:: EXTRACT PROVIDED ::
=====

JASON REDMOND/AFP via Getty Images
SFGATE:
The process of composting a cadaver, already legalized in Washington, Colorado and Oregon, involves placing the body in a reusable container, surrounding it with wood chips and aerating it to let microbes and bacteria grow. After about a month, the remains will decompose and be fully transformed into soil. Companies such as Recompose in Washington offer the service at a natural organic reduction facility.
Unlike cremation, the process avoids the burning of fossil fuels and emission of carbon monoxide. National Geographic estimates that cremations in the U.S. alone emit about 360,000 metric tons of carbon dioxide a year.
During the early depths of the coronavirus pandemic, when funeral homes were inundated, Los Angeles County suspended regulations on cremation emissions.
The author of the bill, member Cristina Garcia, says the threat of climate change motivated the new law.
“AB 351 will provide an additional option for California residents that is more environmentally-friendly and gives them another choice for burial,” said Garcia in a statement. “With climate change and sea-level rise as very real threats to our environment, this is an alternative method of final disposition that won’t contribute emissions into our atmosphere.”

=====

:: PROBLEM SET ::
• 1. In the excerpt on human composting, about how long does it take for remains to be fully transformed into soil?
• 2. Please output, word for word, the part of the excerpt on human composting that begins at the words "Unlike cremation, the" and stops after "the new law.".

=====

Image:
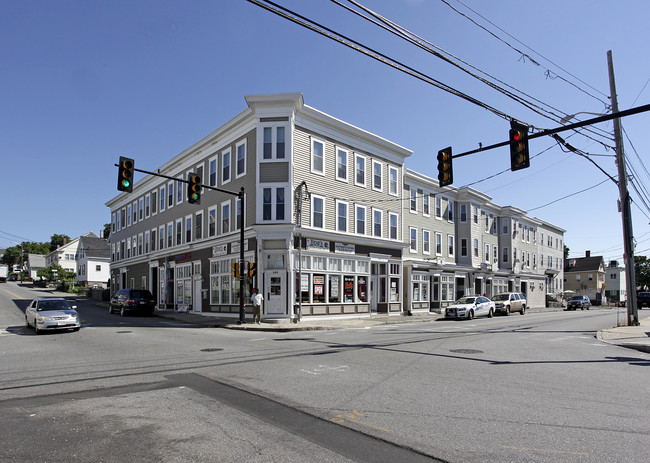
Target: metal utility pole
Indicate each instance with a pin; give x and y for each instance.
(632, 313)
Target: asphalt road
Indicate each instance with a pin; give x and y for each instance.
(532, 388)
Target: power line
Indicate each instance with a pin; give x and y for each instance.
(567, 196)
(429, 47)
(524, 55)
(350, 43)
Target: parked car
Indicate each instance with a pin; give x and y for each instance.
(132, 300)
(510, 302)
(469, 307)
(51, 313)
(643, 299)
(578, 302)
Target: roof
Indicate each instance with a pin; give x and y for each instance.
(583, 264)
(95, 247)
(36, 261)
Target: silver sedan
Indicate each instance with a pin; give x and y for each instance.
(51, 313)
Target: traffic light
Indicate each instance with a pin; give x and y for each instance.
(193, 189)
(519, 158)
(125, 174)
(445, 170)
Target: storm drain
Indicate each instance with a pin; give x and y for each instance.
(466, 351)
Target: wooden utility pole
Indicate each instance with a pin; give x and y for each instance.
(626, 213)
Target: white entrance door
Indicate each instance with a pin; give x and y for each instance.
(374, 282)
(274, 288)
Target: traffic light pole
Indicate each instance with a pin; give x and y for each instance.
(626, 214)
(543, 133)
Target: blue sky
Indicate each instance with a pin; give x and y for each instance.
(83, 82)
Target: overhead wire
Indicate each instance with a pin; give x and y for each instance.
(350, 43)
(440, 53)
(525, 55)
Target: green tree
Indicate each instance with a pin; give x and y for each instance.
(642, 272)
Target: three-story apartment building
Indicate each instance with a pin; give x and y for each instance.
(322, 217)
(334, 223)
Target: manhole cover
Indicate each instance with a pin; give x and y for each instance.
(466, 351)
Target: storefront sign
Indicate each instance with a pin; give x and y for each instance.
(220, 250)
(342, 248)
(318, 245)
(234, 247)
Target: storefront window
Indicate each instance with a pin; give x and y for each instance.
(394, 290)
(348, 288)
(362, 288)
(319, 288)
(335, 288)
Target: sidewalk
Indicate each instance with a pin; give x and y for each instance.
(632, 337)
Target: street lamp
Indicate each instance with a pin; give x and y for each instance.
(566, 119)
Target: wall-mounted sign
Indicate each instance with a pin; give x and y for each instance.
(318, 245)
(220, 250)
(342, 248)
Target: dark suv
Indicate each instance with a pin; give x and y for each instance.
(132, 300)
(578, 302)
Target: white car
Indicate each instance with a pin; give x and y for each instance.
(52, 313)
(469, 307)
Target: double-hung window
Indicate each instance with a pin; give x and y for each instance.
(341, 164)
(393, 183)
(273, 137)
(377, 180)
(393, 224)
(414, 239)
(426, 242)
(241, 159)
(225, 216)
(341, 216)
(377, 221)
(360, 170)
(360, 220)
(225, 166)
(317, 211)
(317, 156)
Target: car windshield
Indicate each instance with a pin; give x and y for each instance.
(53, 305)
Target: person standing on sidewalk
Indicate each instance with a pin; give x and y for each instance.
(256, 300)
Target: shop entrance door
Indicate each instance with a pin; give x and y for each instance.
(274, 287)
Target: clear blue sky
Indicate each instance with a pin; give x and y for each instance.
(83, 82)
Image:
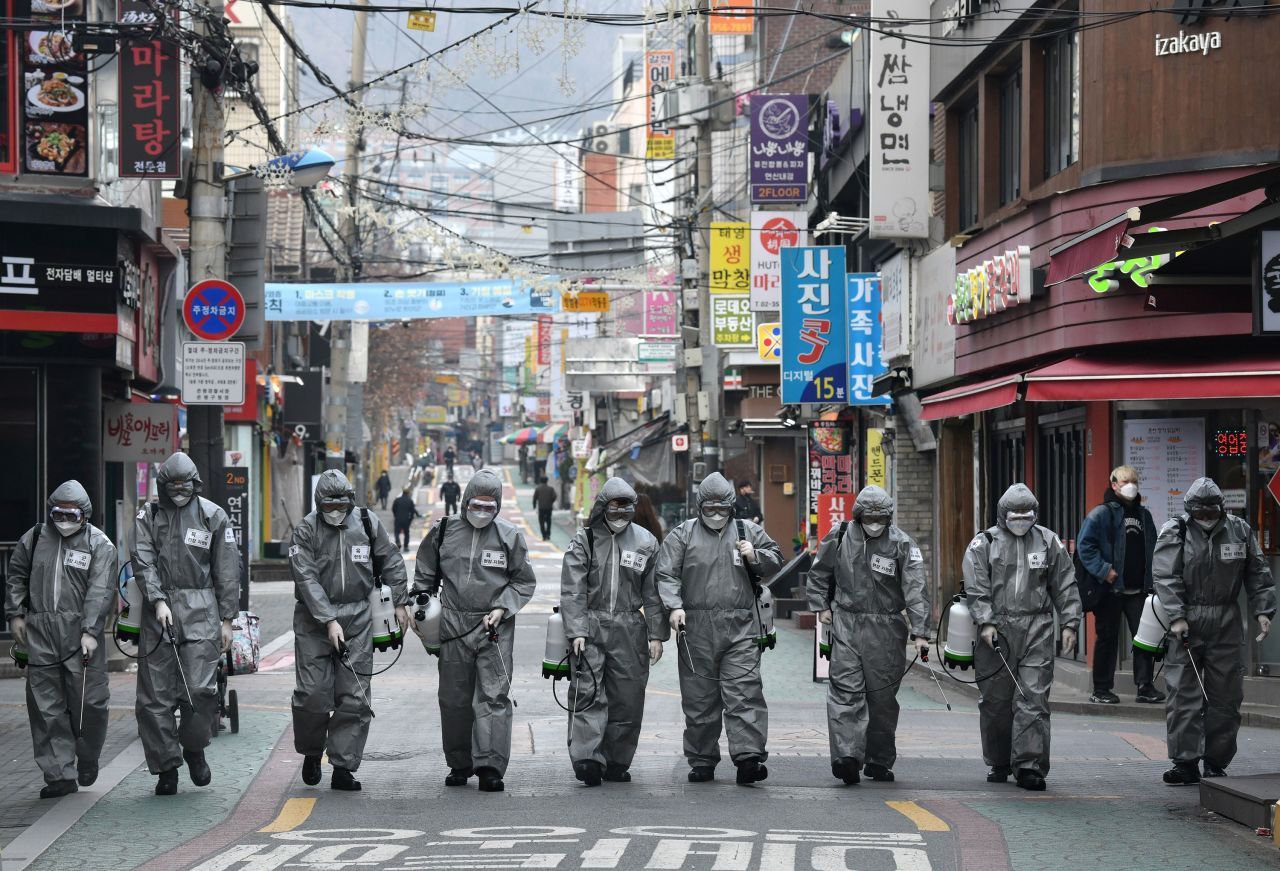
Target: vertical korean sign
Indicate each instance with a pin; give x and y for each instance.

=====

:: EXPECTED RESULTS ::
• 1. About a month.

• 2.
Unlike cremation, the process avoids the burning of fossil fuels and emission of carbon monoxide. National Geographic estimates that cremations in the U.S. alone emit about 360,000 metric tons of carbon dioxide a year.
During the early depths of the coronavirus pandemic, when funeral homes were inundated, Los Angeles County suspended regulations on cremation emissions.
The author of the bill, member Cristina Garcia, says the threat of climate change motivated the new law.